Essay : BMC vs Renault: The engine story
They say that great engineering minds think alike, and it’s interersting to see just how the parallel engine development programmes of Renault and BMC>MG developed during the 1950s through to the 1990s.
Robert Leitch leads you through the story of Renault’s engine programmes, and compares them with BMC>MGs to come up with a number of surprising similarities…
Billancourt and Longbridge contrasted
Ventoux, Cléon and A-Series
FOR a one-make website – and was British Leyland ever anything more than a coalition? – austin-rover.co.uk has always tended strongly towards the omnivorous, with plenty of informed enthusiasm expressed at the merest mention of the domestic and European competition. After all, half of the fun of enthusing about any given subject matter is appreciating what the opposition was concurrently up to.
This holds particularly true for Renault’s products, and no wonder – for much of the post-war period the companies seemed to mirror each other in the timing of their product planning, if not the design solutions adopted. Both were front wheel drive pioneers throughout the 1960s, although neither manufacturer’s system was adopted as the tediously uniform and far from perfect industry standard when the rest of the world caught up from 1980 onwards.
It should of course be noted that in corporate structure the two companies were very different; Renault was a large homogeneous enterprise, opportunistically taken into state ownership in 1945, and, until relatively recently, was effectively run as a branch of the French civil service. BMC/British Leyland/Rover was composed of an assortment of formerly competing manufacturers brought together, often reluctantly, in a series of major mergers from 1952 to 1968. Leyland’s transfer to state ownership in 1975 was engendered by a very different kind of political expediency.
The parallels in the product timelines are there for all to see:
· 1948 Morris Minor/1951 Austin A30 Seven – 1946 Renault 4CV
· 1958 Austin A40 Farina – 1956 Renault Dauphine
· 1959 BMC Mini – 1961 Renault R4
· 1962 BMC 1100 – 1962 Renault R8
· 1964 BMC 1800 – 1965 Renault 16
· 1971 Morris Marina – 1969 Renault 12
· 1973 Austin Allegro – 1976 Renault 14
There are quite a few more which could be added – and some gaps as well, such as Leyland taking more than eight years to answer the challenge of the extraordinarily successful 1972 Renault 5.
All of this is intended to set the background for some observations on the small Renault engines and their rival from the opposite side of the Channel, the BMC A-Series.
A new motive power…
In 1946 introduced the 4CV, a Beetle-like four-door saloon, with a rear mounted 760cc water cooled in line four-cylinder engine. Austin’s A-Series was still five years in the future and differed markedly in construction. The Longbridge engine had a one piece block casting and an iron block and head, the Renault had detachable wet liners and an alloy cylinder head. Both engines had siamesed inlet and outlet ports, as much an economy measure to keep costs as close as possible to the dreaded side-valve alternative, as an ingenious means of maximising breathing space within a very small head casting.
The 760cc Renault ‘662’ engine had bore and stroke dimensions of 54.5mm x 80mm, the 803cc Austin engine’s dimensions were 58mm x 76.2mm. The 662’s power output was a not particularly impressive 17bhp, but account has to be taken of poor petrol quality and the precedence of reliability over outright performance. By 1950 the Grand Luxe Versions of the 4CV were delivering a healthier 21bhp, and throughout the decade it was the favoured engine of France’s tuners and sports car specialists.
++++++++
The exercise
Reproduce, word for word, the stretch of the BMC and Renault engine essay from "All of this" through "small head casting.".

Information supplied
++++++++
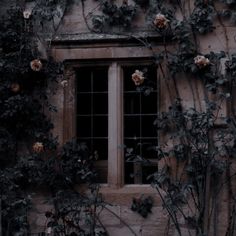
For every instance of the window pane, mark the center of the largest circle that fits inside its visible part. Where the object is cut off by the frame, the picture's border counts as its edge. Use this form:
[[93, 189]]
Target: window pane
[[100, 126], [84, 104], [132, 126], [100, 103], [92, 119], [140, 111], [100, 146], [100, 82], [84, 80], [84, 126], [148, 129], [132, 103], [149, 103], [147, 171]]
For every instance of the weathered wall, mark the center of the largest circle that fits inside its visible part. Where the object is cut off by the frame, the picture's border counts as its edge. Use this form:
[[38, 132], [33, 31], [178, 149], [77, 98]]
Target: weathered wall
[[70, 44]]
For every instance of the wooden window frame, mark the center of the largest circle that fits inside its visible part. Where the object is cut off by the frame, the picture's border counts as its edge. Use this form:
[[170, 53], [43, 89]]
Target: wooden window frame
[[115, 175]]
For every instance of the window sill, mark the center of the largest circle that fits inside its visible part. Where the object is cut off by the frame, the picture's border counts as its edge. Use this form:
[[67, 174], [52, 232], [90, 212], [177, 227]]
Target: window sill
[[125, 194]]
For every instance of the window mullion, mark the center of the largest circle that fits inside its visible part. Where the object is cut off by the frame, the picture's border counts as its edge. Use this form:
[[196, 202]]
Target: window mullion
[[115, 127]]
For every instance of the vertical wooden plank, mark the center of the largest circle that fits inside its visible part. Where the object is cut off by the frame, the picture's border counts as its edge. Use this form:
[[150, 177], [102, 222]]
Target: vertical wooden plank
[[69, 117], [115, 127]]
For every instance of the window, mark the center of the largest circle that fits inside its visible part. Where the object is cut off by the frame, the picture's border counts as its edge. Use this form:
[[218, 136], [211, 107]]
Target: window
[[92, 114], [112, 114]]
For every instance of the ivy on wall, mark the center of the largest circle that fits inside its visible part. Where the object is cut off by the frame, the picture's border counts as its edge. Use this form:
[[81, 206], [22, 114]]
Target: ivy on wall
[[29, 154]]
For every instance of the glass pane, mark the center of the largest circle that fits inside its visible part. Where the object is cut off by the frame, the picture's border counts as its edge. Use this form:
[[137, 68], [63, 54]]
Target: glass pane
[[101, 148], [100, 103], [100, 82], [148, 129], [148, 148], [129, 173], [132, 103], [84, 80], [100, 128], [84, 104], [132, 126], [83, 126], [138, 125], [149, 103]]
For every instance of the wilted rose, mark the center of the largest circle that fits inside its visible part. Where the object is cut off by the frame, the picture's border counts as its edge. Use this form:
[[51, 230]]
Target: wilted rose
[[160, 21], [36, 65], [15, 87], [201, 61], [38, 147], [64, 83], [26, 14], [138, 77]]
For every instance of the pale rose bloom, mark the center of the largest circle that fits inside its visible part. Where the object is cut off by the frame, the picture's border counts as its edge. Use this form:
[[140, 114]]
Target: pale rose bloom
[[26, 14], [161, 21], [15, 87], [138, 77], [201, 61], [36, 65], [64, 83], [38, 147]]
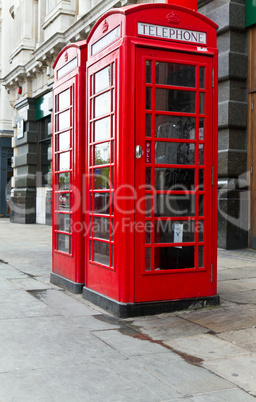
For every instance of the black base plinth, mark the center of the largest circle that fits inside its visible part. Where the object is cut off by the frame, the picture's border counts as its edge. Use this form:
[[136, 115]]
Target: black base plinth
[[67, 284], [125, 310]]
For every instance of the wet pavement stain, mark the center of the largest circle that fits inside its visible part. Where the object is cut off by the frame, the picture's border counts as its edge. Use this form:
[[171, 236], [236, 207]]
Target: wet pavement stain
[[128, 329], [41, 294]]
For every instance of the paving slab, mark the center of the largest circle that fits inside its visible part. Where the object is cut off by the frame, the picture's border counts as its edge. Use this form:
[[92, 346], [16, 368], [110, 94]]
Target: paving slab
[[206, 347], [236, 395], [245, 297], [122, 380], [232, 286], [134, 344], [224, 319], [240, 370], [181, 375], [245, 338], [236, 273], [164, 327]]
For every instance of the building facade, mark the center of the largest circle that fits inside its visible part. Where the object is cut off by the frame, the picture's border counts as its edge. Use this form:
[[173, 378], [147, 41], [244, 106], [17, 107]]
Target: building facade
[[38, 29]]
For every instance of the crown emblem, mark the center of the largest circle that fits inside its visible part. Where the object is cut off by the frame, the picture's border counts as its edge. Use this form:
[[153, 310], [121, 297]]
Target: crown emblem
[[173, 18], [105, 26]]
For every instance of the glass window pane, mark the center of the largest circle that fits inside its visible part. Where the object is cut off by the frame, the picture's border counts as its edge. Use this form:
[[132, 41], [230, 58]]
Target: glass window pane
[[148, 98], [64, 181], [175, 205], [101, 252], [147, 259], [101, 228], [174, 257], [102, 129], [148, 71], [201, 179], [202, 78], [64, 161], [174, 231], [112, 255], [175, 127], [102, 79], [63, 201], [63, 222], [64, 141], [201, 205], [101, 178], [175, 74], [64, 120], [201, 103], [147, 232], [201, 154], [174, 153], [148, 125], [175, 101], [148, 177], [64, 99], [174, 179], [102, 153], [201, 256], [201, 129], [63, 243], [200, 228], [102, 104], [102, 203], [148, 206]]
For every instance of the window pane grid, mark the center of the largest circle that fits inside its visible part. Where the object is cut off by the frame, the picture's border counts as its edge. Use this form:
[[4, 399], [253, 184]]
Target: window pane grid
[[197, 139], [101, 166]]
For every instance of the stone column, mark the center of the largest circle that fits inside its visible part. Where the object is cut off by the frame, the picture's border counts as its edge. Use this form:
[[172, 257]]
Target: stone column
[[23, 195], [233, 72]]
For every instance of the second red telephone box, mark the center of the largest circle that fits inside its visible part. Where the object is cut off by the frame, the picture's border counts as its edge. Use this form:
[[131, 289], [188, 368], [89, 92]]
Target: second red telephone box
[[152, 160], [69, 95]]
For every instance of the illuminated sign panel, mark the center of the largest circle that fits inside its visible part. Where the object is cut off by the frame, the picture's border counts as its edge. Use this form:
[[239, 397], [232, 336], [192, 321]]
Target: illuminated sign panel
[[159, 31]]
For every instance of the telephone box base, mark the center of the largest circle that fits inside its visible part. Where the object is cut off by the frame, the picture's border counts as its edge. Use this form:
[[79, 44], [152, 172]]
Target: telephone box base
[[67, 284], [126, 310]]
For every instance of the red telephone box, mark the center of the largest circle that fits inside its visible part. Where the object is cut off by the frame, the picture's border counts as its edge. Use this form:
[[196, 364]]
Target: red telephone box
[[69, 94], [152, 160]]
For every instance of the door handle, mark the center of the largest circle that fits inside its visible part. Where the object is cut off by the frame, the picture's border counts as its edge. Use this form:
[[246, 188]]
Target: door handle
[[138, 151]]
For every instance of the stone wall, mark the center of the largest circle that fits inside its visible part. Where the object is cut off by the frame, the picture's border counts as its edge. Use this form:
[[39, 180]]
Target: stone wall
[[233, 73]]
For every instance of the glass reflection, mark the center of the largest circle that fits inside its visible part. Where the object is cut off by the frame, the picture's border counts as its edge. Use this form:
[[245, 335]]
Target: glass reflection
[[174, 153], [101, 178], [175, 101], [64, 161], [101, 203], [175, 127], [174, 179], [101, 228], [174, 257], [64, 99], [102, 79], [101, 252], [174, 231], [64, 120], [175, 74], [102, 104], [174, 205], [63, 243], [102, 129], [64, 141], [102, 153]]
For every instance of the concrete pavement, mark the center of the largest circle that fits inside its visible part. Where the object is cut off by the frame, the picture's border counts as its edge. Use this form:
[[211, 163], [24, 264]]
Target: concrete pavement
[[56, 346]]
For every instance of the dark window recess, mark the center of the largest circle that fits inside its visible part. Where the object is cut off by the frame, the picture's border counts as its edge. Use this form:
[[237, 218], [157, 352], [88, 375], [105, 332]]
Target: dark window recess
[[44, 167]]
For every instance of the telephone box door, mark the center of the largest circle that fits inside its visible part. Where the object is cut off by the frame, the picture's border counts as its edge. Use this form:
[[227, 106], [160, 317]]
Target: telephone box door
++++++++
The completed task
All of this is intended to set the background for some observations on the small Renault engines and their rival from the opposite side of the Channel, the BMC A-Series.
A new motive power…
In 1946 introduced the 4CV, a Beetle-like four-door saloon, with a rear mounted 760cc water cooled in line four-cylinder engine. Austin’s A-Series was still five years in the future and differed markedly in construction. The Longbridge engine had a one piece block casting and an iron block and head, the Renault had detachable wet liners and an alloy cylinder head. Both engines had siamesed inlet and outlet ports, as much an economy measure to keep costs as close as possible to the dreaded side-valve alternative, as an ingenious means of maximising breathing space within a very small head casting.